**WORK REQUEST:**
Every entry in the listing below has to be given again exactly.

____

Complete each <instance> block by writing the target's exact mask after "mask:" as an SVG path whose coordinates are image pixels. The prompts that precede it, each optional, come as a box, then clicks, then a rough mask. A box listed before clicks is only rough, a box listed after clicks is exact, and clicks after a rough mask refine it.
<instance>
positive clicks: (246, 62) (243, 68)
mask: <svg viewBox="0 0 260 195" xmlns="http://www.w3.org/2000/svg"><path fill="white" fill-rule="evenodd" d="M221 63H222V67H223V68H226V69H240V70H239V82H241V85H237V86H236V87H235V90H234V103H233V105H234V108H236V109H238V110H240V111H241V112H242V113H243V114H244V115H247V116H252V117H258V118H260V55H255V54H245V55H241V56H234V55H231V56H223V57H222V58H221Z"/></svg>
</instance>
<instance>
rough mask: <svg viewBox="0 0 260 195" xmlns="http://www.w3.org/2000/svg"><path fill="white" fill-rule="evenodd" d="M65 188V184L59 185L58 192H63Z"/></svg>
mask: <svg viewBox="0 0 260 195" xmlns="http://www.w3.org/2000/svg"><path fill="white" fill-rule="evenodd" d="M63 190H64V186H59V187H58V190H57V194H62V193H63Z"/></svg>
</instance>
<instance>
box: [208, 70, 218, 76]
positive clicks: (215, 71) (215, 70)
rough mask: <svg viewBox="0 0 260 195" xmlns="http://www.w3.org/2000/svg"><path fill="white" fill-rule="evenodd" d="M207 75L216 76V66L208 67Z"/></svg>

____

**OUTPUT:**
Complete each <instance> block by writing the target's exact mask after "mask:" as an SVG path whose coordinates are image pixels. The prompts that precede it, each optional, come as a box, then clicks, then a rough mask. A box listed before clicks is only rough, a box listed after clicks is exact, and clicks after a rough mask refine it.
<instance>
positive clicks: (246, 62) (243, 68)
mask: <svg viewBox="0 0 260 195" xmlns="http://www.w3.org/2000/svg"><path fill="white" fill-rule="evenodd" d="M221 63H222V67H223V68H226V69H240V70H239V82H241V85H237V86H236V87H235V90H234V103H233V105H234V108H236V109H238V110H240V111H241V112H242V113H243V114H244V115H247V116H252V117H258V118H260V55H255V54H245V55H241V56H234V55H231V56H223V57H222V58H221Z"/></svg>
</instance>
<instance>
rough mask: <svg viewBox="0 0 260 195" xmlns="http://www.w3.org/2000/svg"><path fill="white" fill-rule="evenodd" d="M65 188V184L59 185L58 192H63Z"/></svg>
mask: <svg viewBox="0 0 260 195" xmlns="http://www.w3.org/2000/svg"><path fill="white" fill-rule="evenodd" d="M63 190H64V186H59V187H58V190H57V194H62V193H63Z"/></svg>
</instance>
<instance>
box: [208, 70, 218, 76]
positive clicks: (215, 71) (215, 70)
rough mask: <svg viewBox="0 0 260 195" xmlns="http://www.w3.org/2000/svg"><path fill="white" fill-rule="evenodd" d="M207 75L216 76V66L208 67Z"/></svg>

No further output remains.